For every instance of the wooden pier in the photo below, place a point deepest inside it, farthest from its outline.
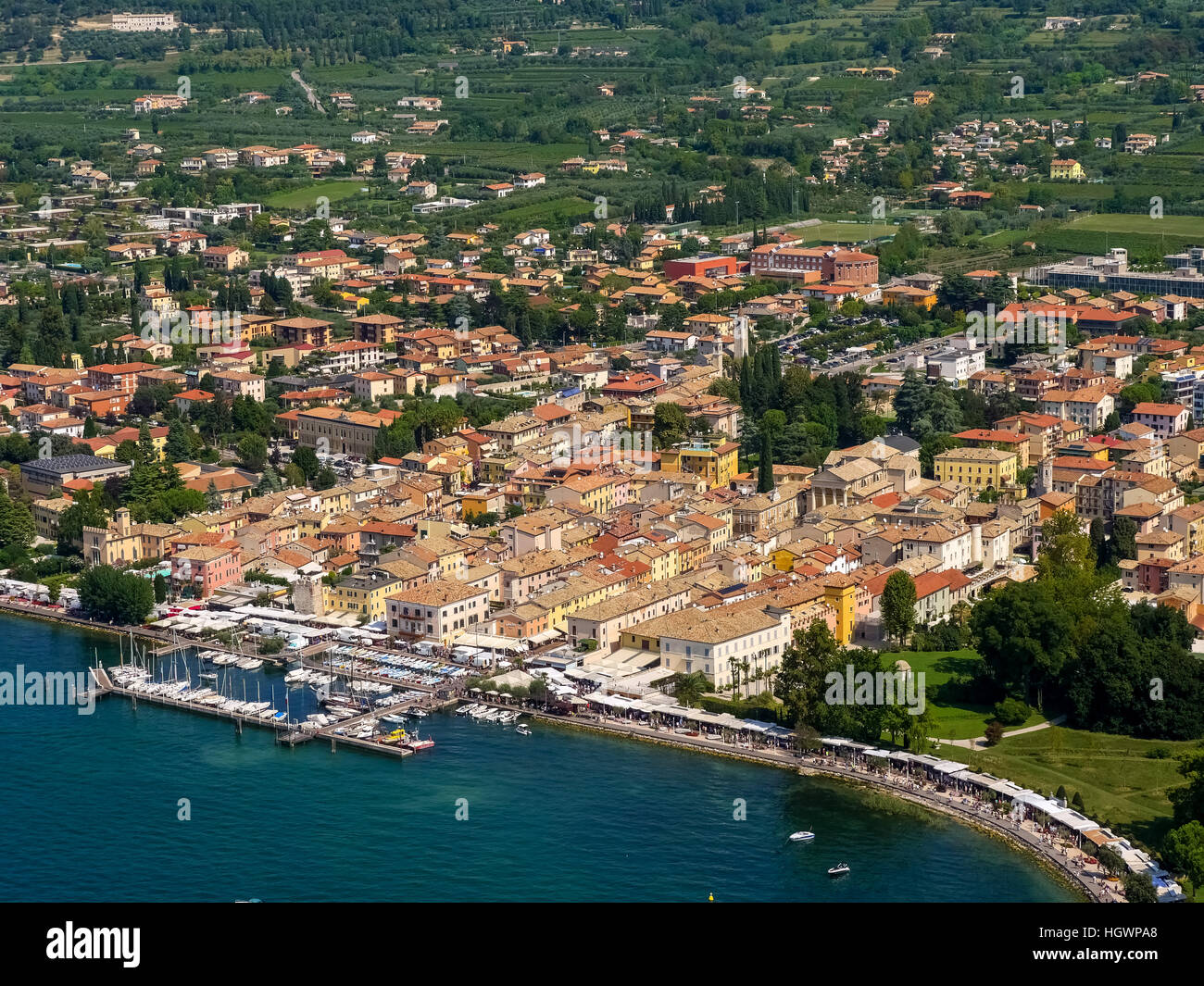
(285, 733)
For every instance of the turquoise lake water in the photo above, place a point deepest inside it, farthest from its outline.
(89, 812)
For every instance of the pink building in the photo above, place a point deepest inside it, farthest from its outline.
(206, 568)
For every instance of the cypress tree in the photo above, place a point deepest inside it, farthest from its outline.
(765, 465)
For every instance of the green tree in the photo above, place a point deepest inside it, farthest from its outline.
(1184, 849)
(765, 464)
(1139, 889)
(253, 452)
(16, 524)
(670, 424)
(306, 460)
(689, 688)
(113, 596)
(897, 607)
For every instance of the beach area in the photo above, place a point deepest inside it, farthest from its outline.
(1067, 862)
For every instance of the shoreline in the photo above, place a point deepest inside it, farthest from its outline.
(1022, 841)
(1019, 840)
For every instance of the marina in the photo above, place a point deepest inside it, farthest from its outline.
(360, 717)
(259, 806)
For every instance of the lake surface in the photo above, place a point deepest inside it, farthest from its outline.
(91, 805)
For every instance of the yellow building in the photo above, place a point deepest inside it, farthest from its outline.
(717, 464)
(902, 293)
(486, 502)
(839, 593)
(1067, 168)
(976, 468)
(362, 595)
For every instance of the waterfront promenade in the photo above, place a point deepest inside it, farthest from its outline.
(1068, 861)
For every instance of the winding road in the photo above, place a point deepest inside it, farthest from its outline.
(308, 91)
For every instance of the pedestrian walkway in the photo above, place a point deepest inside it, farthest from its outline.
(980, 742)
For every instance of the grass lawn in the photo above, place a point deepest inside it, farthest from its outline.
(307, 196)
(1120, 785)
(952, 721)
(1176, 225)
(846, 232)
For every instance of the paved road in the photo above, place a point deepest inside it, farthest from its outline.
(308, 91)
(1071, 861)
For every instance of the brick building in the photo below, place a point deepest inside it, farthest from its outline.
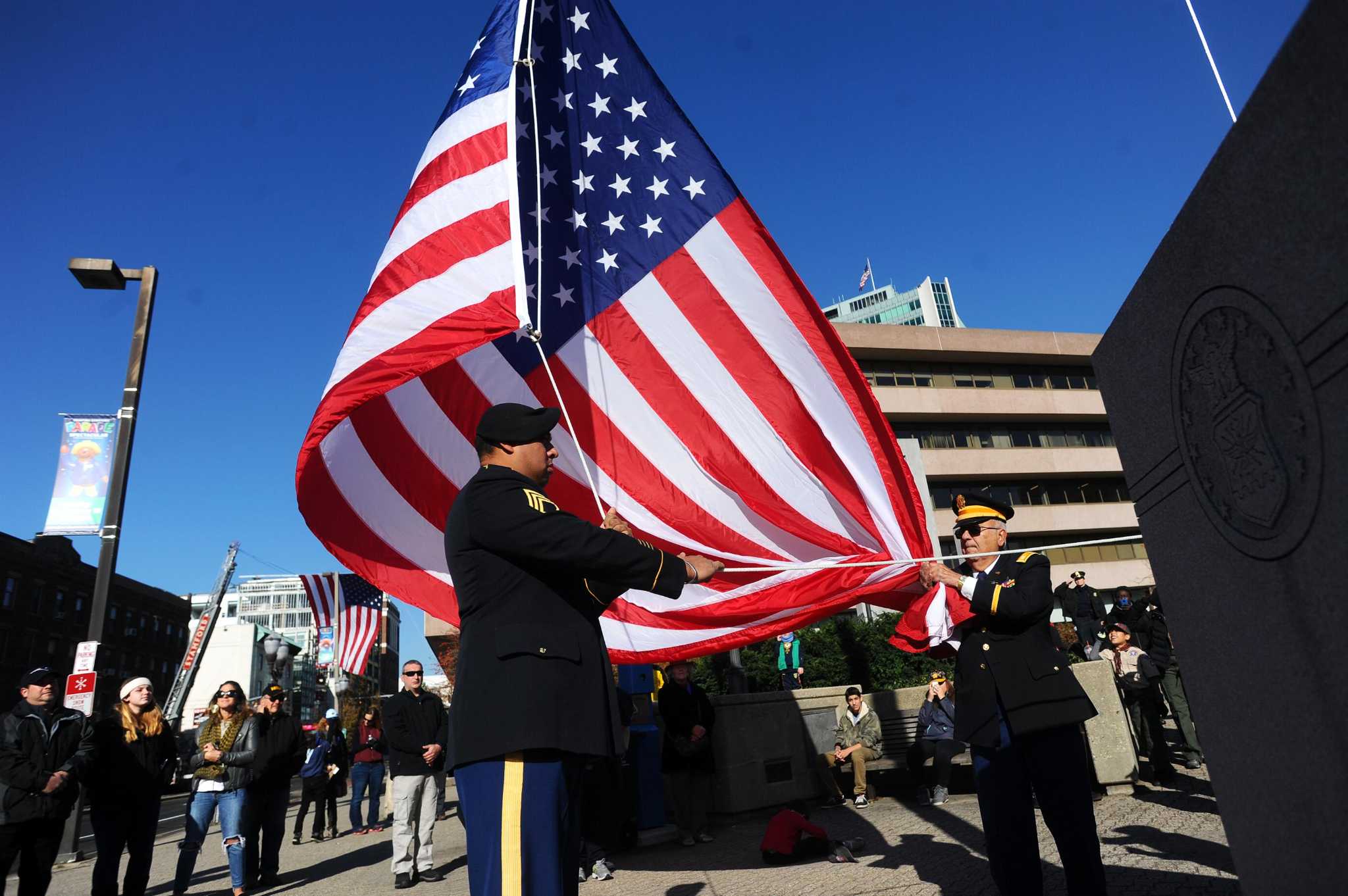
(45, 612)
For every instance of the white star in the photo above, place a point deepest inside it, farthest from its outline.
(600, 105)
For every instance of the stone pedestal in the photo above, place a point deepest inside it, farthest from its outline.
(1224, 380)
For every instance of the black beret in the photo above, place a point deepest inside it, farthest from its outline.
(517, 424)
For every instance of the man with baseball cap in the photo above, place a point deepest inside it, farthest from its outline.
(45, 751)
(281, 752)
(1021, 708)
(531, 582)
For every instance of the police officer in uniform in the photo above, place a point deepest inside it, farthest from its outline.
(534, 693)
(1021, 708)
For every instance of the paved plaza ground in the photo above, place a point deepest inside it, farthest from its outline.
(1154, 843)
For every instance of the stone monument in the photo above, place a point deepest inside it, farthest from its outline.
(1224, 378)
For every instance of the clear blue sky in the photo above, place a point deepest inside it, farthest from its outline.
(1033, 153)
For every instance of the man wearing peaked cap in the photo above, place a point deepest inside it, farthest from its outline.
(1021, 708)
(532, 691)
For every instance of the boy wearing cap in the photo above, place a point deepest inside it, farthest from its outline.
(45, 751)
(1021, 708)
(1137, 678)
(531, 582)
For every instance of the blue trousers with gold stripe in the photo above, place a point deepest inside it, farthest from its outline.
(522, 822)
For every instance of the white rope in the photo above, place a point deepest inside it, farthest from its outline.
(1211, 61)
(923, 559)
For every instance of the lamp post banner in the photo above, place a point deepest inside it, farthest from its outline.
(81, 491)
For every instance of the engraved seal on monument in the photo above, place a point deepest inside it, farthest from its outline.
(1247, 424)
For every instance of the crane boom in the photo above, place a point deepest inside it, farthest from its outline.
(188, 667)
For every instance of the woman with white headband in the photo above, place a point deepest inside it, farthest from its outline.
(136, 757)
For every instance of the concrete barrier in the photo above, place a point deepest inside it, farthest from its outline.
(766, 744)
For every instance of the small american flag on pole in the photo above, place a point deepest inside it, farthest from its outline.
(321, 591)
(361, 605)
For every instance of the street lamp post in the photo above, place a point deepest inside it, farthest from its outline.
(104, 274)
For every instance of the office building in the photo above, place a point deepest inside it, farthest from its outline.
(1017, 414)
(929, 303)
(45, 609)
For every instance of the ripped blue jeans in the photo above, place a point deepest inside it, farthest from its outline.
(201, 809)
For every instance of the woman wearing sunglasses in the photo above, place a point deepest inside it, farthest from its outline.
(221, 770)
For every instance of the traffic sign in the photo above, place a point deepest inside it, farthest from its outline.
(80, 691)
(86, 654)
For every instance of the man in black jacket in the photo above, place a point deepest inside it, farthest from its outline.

__YOUR OBJECTIVE__: Images in the data above are to be skipped. Retype all other material exactly.

__ANSWER FOR THE TASK__:
For every instance of the wooden pier in the photo below, place a point deepest inside it, farthest from its outline.
(285, 733)
For every instance of the turquoise lake water in the photo above, place a point deepest inside it, farthest from its outline.
(89, 812)
For every instance of the pink building in the photo above, place a point deepest inside it, farthest from its outline.
(206, 568)
For every instance of the cypress tree in the photo above, place a point deepest inside it, farthest from its outline.
(765, 465)
For every instance of the green tree in the photo above, place a point deepest inside it, farthest from its outline.
(1184, 849)
(765, 464)
(1139, 889)
(253, 452)
(16, 524)
(670, 424)
(306, 460)
(689, 688)
(113, 596)
(897, 607)
For every instance of the beach area in the photo above, place a point deepest inside it, farthest from its outline.
(1067, 862)
For every instance of the shoreline in the photo above, place a point deepest inside it, farthest from its outline.
(1022, 841)
(1019, 840)
For every instance of the marina in the photo above, place a point deepest inside it, farthest from its outline.
(360, 717)
(259, 806)
For every instance of the lake surface in the photo above, place a point deepest inside it, farthest from its outline.
(91, 805)
For every instance of the yellow building in the photo above, place a point deepest inside it, farthest from its outline.
(717, 464)
(902, 293)
(486, 502)
(839, 593)
(1067, 168)
(976, 468)
(362, 595)
For every instance of the waterfront promenade in the photo above, place a point deepest inside it, farthest from its outline.
(1068, 861)
For every instance of the winding road in the photo above, place a point deepest inside it, farthest from its outline.
(308, 91)
For every instance of the pedestrian walkway in the photo above, place a point deepest inside it, farthest from its outline.
(980, 742)
For every instance of the grass lawn in the photo above, place a point deepest inside it, farthest from its outline.
(307, 196)
(1120, 785)
(952, 721)
(1176, 225)
(846, 232)
For every instance of the paved road in the photo above, place a point deepest inside it, farthest from its outline.
(308, 91)
(1071, 861)
For every instance of the brick building in the photo below, place a point deepest inside it, farthest from its outline.
(45, 612)
For every instance of the white star in the photo above, place a point deepest inside it, farthest from its outline.
(600, 105)
For every instance of the stone pedestal in the photo above, place a point deepest inside it, farthest from its outline.
(1224, 380)
For every instance of the black beret in the photo above, place a point deepest inside it, farthest from its outline.
(517, 424)
For every instance of the man with baseball cap in the photo above, place a point deepest inside it, farthest from its outline.
(45, 751)
(281, 752)
(1021, 708)
(531, 582)
For every instance of the police officer in uniform in the photo above, place a point deepest inside it, farthest from its outline.
(534, 693)
(1021, 708)
For every instance of the paved plaza ground in the photo above, place a point deepest inside it, farthest from its outline.
(1154, 843)
For every instance of the stone monument in the photo above, place a point deepest inside it, farthest from its outline.
(1224, 378)
For every instance of the clear blue sky in the photo above, place a point deepest inside it, farthest from its outline.
(1033, 153)
For every instance of the man wearing peaked cap in the photo above, place a point deepest inside it, farthest from its outline.
(1021, 708)
(532, 691)
For every instance of the boy wearing cap in the photo above, place a point deepest inside it, farthest from its outline.
(45, 751)
(1021, 708)
(1137, 678)
(531, 582)
For every instance of the blue trousers with gold stripe in the photo above, place a point deepest inside it, farthest from its outline.
(522, 822)
For every instance of the white rope in the photo above, place a point deepest inside it, farthest from its outline.
(1211, 61)
(923, 559)
For every instance of the lamp post banner in the photo above, place a point deepest inside it, farthest from its outline.
(81, 491)
For every instance of the engraved seal on monument in the photo above, place a point deepest inside it, farthest from its outline.
(1247, 424)
For every instance of the crane boom in the photo above, place a point deepest inside it, farthest from its outline.
(188, 667)
For every instance of the woman with white headband in the photo above, place a point deepest inside it, farthest from its outline.
(136, 757)
For every instance of the concrete barrier in the photo above, place a point deepest inside it, farthest from its outline.
(766, 744)
For every instance of the small american flag on pole in the photo above, place a point deepest inside it, farthest from its outline.
(321, 591)
(361, 605)
For every instance of the street lamp post in the photo above, place a point deepest inside it, farthest from its outline.
(104, 274)
For every instance of the office building in the photo above, place a point deepest inside it, farthest from its outline.
(1017, 414)
(929, 303)
(45, 609)
For every instance of the ripped blue jeans in the photo above, place a point deepest inside it, farthest from its outline.
(201, 809)
For every instance of the woman wearing sunglasses in the photo above, place a point deepest inside it, farthest from its outline.
(221, 770)
For every instance of the traffic sign in the photo above, place a point deepest inside it, farthest from its outline.
(80, 691)
(86, 654)
For every instance of the man in black jacket in the photo above, place a point deepest inside it, farthest from its outline.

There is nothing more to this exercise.